━━━ Input data ━━━

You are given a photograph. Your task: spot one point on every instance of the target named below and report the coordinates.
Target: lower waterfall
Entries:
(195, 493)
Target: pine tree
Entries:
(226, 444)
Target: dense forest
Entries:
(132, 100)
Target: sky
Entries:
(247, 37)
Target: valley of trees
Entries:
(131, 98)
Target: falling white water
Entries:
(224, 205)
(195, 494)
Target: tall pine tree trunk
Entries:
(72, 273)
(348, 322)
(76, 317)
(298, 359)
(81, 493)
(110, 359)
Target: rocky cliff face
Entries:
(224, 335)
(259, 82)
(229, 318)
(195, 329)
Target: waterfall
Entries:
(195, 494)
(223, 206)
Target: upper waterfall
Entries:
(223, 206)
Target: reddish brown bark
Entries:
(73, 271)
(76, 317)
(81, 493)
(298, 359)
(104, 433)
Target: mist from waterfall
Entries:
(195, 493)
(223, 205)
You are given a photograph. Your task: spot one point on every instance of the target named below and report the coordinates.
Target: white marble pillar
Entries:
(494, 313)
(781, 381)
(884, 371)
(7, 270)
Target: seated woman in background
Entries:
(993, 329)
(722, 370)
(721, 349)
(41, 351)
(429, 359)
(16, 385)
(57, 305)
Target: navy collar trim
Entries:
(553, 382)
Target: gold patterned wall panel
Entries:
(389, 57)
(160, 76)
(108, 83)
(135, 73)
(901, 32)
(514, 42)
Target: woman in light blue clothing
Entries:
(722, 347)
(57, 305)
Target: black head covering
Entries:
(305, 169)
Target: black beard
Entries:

━━━

Task: Once the line with "Target: falling white water" is located in the data above, repeat it and every later line through the end, exactly.

Answer to this task:
Target: falling white water
Entries:
(224, 205)
(195, 494)
Target: tall pine tree trunk
Entries:
(72, 273)
(348, 322)
(76, 317)
(298, 359)
(81, 493)
(110, 359)
Target: rocky cliff face
Entries:
(224, 335)
(259, 82)
(229, 318)
(195, 329)
Target: waterfall
Entries:
(195, 494)
(223, 206)
Target: upper waterfall
Entries:
(223, 206)
Target: reddish brown bark
Entries:
(73, 271)
(76, 317)
(81, 493)
(298, 359)
(104, 433)
Target: mist from waterfall
Entries:
(195, 493)
(223, 205)
You are given a photograph. Your task: spot one point on every instance of the target named below and report the coordinates.
Target: white marble pillar
Entries:
(494, 313)
(781, 381)
(884, 371)
(7, 270)
Target: seated woman in background
Entries:
(993, 329)
(722, 370)
(721, 349)
(41, 351)
(429, 359)
(16, 385)
(57, 305)
Target: navy collar trim
Entries:
(553, 382)
Target: gold patterned wall panel
Entries:
(389, 57)
(160, 76)
(108, 83)
(135, 73)
(901, 32)
(514, 42)
Target: woman in light blue clothing
Entries:
(722, 347)
(57, 305)
Target: black head covering
Entries:
(305, 169)
Target: black beard
Entries:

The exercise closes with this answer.